- _EXCERPTED TEXT_
§
Uterus Transplantation

Last modifications: 02/08/2019 by FDM



  • Dr. Tristan Gauthier
  • Dr. Pascal Piver
  • Prof. Yves Aubard
  • Dr. Jean-Philippe Rerolle


In collaboration with Dr. Yann Locatelli, UMR85 INRA –University of Tours “Physiologie de la Reproduction et des Comportements”, our first objective is to obtain pregnancies by transfer of vitrified blastocytes (21) in our auto-transplantation model in the ewe, after 1h or 24h cold-ischemia time. We hypothesize that the success rate will be the same in both groups, as suggested by similar uterus viability in our previous study (submitted for publication).

In parallel, we plan to evaluate the graft response to ischemia (alterations of the energetic metabolism, oxidative stress, etc.) by NMR metabolome analysis of the liquid used for rinsing and preserving the grafts in the two groups (in collaboration with C. Barin-Le Guellec in our unit). If metabolomics analysis is revealed to be pertinent in this context, we plan to use it to compare the different preservation solutions commercially available (none of which has been designed nor recommended for the uterus) and finally optimize the organ retrieval conditions.
§
- _REQUIRED WORK_
1. According to the uterus transplantation text, which two cold-ischemia times are compared in the ewe auto-transplantation model?
2. From the uterus transplantation text, return the stretch from "In parallel, we" through "organ retrieval conditions.".
You can skip the records; they play no part in this work.

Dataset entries
§
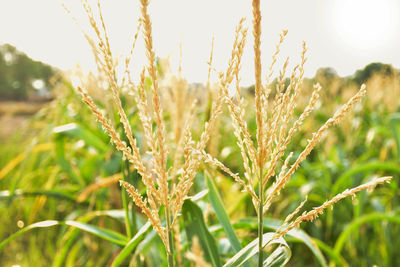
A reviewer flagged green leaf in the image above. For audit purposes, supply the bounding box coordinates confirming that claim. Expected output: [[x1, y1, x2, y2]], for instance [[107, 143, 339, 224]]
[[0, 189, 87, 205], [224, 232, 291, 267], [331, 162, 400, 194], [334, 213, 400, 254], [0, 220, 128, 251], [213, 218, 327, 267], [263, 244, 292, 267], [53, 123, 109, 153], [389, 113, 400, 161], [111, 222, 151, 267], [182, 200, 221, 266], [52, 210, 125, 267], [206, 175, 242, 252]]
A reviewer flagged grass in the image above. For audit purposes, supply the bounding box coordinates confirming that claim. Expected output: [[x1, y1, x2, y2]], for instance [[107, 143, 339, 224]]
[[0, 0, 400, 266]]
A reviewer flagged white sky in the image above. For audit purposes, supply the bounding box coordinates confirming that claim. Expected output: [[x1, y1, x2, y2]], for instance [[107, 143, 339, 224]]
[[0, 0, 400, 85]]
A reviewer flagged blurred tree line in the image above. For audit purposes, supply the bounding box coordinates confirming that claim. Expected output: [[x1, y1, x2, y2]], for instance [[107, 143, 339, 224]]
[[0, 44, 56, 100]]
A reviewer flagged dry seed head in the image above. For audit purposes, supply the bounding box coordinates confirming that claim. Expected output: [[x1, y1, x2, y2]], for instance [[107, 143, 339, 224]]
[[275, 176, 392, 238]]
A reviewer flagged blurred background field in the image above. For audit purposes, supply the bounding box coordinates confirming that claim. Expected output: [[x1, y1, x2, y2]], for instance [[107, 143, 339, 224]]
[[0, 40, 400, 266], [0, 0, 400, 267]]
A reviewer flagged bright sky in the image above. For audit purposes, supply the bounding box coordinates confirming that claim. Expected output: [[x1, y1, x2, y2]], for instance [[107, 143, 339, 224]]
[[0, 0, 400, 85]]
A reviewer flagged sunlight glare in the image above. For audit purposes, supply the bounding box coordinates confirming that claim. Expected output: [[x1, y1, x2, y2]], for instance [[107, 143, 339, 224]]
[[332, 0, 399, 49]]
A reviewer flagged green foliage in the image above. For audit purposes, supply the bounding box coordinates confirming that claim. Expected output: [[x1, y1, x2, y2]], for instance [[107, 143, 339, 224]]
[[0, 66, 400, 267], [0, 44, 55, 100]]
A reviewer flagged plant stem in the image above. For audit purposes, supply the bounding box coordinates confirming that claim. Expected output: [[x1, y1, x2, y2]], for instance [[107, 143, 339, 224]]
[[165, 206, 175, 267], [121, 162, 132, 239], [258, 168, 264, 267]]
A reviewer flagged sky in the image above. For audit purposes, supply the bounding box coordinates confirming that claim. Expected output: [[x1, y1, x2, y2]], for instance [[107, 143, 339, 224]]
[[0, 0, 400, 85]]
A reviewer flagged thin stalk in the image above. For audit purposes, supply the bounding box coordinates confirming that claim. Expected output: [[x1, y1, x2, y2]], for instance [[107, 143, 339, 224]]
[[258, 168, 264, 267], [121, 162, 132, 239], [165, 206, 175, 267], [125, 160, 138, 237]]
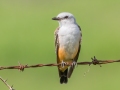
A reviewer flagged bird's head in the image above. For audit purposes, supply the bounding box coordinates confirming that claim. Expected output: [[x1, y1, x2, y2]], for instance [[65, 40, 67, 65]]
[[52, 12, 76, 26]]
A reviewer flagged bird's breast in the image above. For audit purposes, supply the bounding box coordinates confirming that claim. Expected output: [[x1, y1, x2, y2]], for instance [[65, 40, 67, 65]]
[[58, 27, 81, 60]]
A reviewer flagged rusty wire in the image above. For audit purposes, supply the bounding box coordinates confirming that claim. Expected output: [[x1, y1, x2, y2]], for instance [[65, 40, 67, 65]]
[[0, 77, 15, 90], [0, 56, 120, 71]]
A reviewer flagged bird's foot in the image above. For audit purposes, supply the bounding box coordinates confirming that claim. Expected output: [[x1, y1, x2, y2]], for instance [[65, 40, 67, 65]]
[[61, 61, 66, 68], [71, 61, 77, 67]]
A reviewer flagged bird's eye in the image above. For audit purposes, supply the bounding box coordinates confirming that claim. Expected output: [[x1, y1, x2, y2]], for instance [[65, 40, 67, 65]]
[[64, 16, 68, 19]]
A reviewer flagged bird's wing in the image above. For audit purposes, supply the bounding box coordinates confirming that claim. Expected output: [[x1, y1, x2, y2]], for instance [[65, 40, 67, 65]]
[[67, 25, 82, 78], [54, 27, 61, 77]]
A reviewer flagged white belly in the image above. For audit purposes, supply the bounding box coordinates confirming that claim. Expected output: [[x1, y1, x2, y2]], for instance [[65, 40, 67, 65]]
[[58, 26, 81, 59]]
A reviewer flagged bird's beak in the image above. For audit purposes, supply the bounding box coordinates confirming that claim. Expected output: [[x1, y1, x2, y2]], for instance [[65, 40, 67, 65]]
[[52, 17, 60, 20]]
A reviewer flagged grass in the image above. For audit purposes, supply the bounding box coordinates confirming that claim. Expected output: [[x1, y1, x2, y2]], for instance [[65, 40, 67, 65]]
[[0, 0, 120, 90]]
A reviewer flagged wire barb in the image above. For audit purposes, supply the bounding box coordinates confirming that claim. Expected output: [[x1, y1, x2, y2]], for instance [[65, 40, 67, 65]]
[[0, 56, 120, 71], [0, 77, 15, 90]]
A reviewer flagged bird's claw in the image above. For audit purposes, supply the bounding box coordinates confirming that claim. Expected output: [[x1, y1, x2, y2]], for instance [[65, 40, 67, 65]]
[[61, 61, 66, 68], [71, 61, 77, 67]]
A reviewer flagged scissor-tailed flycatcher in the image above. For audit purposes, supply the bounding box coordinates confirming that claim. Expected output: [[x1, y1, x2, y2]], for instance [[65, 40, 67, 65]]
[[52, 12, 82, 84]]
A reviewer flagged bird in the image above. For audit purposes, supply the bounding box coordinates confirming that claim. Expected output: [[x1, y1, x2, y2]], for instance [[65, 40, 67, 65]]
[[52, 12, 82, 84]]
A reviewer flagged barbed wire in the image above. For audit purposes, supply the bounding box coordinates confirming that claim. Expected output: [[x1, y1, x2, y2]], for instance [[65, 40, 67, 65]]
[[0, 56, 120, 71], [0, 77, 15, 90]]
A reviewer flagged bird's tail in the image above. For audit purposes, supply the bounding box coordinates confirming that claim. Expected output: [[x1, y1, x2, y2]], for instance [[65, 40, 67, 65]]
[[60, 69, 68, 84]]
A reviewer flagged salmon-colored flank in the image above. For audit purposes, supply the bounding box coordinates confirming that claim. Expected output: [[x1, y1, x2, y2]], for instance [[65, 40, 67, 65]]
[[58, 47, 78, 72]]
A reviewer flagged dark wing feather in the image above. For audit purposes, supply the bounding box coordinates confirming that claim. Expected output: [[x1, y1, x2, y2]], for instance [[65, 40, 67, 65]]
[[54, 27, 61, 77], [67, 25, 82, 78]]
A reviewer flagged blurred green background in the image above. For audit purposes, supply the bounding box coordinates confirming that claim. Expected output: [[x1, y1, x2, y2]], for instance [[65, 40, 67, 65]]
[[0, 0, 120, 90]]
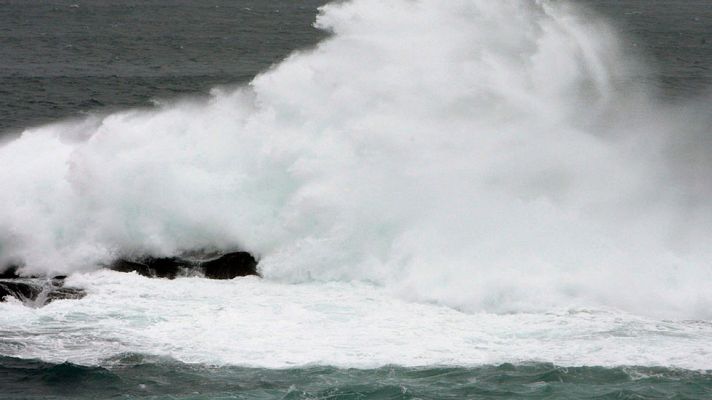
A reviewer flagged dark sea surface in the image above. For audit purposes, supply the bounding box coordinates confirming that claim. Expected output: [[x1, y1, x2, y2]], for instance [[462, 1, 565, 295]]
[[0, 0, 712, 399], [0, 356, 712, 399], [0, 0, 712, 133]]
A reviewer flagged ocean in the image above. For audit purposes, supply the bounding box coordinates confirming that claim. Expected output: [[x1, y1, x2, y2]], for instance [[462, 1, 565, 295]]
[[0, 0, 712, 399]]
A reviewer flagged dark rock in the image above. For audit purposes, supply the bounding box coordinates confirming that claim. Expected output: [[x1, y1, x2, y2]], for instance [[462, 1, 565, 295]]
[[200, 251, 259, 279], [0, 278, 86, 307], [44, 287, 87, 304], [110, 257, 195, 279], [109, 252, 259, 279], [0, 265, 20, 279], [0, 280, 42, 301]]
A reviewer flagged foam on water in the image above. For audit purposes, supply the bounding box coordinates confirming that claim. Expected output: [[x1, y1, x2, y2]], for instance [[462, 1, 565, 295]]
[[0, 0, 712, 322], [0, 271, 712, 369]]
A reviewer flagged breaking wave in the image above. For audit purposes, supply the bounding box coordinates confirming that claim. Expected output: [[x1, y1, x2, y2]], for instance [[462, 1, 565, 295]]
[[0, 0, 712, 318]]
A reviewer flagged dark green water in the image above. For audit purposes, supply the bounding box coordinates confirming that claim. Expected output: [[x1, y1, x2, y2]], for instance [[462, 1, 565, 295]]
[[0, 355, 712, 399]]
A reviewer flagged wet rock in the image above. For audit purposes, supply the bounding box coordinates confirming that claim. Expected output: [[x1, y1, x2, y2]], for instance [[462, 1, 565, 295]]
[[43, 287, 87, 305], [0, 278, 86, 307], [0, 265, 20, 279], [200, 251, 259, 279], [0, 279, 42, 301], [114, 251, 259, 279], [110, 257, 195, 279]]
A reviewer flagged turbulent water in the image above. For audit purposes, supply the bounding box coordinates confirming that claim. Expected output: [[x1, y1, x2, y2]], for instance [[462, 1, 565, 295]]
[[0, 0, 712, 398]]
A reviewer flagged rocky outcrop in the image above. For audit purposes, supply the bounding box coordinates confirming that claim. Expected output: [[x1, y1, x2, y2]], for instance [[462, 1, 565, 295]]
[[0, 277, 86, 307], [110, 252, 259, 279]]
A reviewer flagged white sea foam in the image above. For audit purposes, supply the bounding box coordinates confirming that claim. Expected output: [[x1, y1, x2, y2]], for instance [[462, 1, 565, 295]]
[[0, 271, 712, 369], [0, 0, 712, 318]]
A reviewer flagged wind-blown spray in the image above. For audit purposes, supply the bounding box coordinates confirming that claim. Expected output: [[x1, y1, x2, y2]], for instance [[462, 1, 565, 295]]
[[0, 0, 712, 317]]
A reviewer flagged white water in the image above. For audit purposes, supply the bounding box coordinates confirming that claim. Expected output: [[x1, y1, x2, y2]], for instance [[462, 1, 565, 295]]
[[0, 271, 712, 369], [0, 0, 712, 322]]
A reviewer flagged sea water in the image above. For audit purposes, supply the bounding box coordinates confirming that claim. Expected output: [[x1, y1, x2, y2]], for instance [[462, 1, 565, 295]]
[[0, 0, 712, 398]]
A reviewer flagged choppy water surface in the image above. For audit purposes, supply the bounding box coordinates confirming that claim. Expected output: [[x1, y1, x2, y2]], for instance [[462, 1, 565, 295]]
§
- _ANSWERS FOR THE TASKS_
1. 1 hour and 24 hours.

2.
In parallel, we plan to evaluate the graft response to ischemia (alterations of the energetic metabolism, oxidative stress, etc.) by NMR metabolome analysis of the liquid used for rinsing and preserving the grafts in the two groups (in collaboration with C. Barin-Le Guellec in our unit). If metabolomics analysis is revealed to be pertinent in this context, we plan to use it to compare the different preservation solutions commercially available (none of which has been designed nor recommended for the uterus) and finally optimize the organ retrieval conditions.